### DIRECTIVE A:
Copy the entries below verbatim, starting at the line that contains "the black dress" and continuing through the last line of the entries, both included.

### DOCUMENT EXTRACT:
=-=-=
# Desktop terrarium



## 9darlingcalvi (Oct 11, 2014)

I am wanting a deco cube betta habitat and turning it into a terrarium for some critter, I was wondering what critter could go in there with a small germ and wood piece? It can be a vertebrate or an invertabrate (preferably not expensive)


----------



## Gibbs.JP (Feb 16, 2016)

Unfortunately I can't think of what you could put in there as I'm not aware of any small creatures that would do well in something that size. There very well might be, I just don't know of any.

I do know that that is too small for a dart frog, and even too small for a betta technically.

You could probably very well plant it nicely and have a nice mini-vivarium with some small plants. You may need to do lots of pruning though and get a small light source. 

Good luck - be sure and let us know what you end up doing. I'd be interested in seeing something like that turned into a small vivarium or terrarium.


----------



## zerelli (Sep 14, 2009)

9darlingcalvi said:


> I am wanting a deco cube betta habitat and turning it into a terrarium for some critter, I was wondering what critter could go in there with a small germ and wood piece? It can be a vertebrate or an invertabrate (preferably not expensive)



Maybe a geosarma crab? How big is the container?


----------



## 9darlingcalvi (Oct 11, 2014)

Think I will do some isopods


----------



## 9darlingcalvi (Oct 11, 2014)

This is the tank, I forgot the name so here is the link and a picture
http://www.walmart.com/ip/Aqua-Culture-BettaView-Aquarium-.5-Gallon-Fish-Aquatic-Pets/17248150


----------



## diablomantis (Jan 29, 2016)

Popa Spurca would do good, very hardy and exotic; not picky about food. I am currently breeding a few pairs of these.


----------



## 9darlingcalvi (Oct 11, 2014)

How much do they cost around?


----------



## RabidSimian (Sep 25, 2015)

I currently have Vonones ornata and Phrynus marginemaculatus in various vivariums. They are small and do great.
=-=-=
### DATA PROVIDED:
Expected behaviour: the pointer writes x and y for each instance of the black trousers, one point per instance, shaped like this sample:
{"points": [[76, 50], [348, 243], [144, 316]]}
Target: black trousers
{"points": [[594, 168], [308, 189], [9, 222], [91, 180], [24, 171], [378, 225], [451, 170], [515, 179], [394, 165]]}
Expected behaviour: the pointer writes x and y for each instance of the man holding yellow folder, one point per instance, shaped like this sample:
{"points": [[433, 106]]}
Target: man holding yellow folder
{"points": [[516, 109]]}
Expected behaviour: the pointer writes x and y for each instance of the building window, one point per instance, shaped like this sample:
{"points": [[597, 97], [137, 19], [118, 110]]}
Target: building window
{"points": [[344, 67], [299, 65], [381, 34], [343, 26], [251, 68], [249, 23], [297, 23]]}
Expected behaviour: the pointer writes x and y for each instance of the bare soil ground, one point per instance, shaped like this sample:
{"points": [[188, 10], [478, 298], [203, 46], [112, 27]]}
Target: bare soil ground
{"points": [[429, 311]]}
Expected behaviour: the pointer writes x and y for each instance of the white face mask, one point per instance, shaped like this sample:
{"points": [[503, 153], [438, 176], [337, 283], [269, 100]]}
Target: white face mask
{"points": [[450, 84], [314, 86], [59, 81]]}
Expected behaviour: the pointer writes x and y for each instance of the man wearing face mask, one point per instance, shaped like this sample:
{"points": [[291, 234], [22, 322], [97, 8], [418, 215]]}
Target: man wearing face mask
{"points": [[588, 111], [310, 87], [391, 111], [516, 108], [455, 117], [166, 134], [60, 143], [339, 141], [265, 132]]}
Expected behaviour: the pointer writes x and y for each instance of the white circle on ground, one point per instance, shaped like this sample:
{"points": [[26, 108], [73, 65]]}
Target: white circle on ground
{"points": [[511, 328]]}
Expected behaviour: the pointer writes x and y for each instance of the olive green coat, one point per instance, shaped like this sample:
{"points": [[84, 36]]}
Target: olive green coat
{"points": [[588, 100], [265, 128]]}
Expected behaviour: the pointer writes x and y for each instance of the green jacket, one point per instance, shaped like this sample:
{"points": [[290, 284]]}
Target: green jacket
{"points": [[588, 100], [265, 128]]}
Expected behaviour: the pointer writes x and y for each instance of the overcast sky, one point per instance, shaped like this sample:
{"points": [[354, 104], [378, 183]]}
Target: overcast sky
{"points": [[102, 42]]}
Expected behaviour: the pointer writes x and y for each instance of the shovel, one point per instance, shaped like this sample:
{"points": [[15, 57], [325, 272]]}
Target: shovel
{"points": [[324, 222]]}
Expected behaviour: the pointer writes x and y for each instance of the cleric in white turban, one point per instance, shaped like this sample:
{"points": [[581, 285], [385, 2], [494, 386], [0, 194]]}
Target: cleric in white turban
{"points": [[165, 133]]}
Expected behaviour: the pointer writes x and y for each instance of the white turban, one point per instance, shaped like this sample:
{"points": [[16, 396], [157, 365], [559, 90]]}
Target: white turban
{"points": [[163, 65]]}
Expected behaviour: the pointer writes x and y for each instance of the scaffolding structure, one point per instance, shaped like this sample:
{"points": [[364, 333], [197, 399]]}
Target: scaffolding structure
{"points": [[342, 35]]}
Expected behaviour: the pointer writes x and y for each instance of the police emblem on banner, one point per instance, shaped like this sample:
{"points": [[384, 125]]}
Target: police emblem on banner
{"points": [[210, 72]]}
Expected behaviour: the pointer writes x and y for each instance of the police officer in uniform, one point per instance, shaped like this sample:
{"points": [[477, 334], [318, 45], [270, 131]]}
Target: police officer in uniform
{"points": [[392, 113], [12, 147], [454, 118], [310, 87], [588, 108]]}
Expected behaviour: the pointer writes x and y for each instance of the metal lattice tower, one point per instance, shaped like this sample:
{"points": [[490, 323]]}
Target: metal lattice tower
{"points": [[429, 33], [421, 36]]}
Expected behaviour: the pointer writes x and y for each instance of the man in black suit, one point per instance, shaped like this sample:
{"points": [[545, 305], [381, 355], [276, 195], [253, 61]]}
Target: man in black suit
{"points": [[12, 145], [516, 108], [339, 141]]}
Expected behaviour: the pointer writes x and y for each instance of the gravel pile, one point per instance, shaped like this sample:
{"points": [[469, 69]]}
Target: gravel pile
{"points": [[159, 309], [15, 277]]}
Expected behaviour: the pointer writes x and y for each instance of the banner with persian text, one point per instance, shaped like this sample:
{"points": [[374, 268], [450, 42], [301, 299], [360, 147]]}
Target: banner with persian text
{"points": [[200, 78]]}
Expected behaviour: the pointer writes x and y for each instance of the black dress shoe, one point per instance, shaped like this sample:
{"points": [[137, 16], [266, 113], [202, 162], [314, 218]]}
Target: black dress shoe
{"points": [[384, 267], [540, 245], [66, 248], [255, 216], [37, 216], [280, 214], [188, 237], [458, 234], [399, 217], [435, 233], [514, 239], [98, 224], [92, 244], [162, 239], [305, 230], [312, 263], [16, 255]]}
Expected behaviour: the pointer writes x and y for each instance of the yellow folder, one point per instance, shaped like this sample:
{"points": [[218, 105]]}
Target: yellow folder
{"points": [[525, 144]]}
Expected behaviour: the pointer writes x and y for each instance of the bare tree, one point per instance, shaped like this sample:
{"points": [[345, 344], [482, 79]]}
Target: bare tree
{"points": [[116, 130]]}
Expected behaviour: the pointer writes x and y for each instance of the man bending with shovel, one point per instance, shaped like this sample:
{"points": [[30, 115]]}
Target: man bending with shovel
=-=-=
### DIRECTIVE B:
Repeat word for word the part of the desktop terrarium thread between "You could probably" and "(Sep 14, 2009)", inclusive.

### RESPONSE A:
Expected behaviour: the pointer writes x and y for each instance of the black dress shoe, one point per instance, shaped like this sample:
{"points": [[137, 16], [266, 113], [202, 162], [314, 218]]}
Target: black dress shoe
{"points": [[384, 267], [540, 245], [66, 248], [255, 216], [37, 216], [280, 214], [188, 237], [458, 234], [399, 217], [435, 233], [514, 239], [98, 224], [92, 244], [162, 239], [305, 230], [312, 263], [16, 255]]}
Expected behaviour: the pointer writes x and y for each instance of the yellow folder, one point per instance, shaped like this sample:
{"points": [[218, 105]]}
Target: yellow folder
{"points": [[525, 144]]}
Expected behaviour: the pointer writes x and y for each instance of the bare tree, one point per instance, shaped like this sample:
{"points": [[345, 344], [482, 79]]}
Target: bare tree
{"points": [[116, 130]]}
Expected behaviour: the pointer writes x and y for each instance of the man bending with shovel, one point per instance, shaped like this sample:
{"points": [[30, 115]]}
Target: man bending with shovel

### RESPONSE B:
You could probably very well plant it nicely and have a nice mini-vivarium with some small plants. You may need to do lots of pruning though and get a small light source. 

Good luck - be sure and let us know what you end up doing. I'd be interested in seeing something like that turned into a small vivarium or terrarium.


----------



## zerelli (Sep 14, 2009)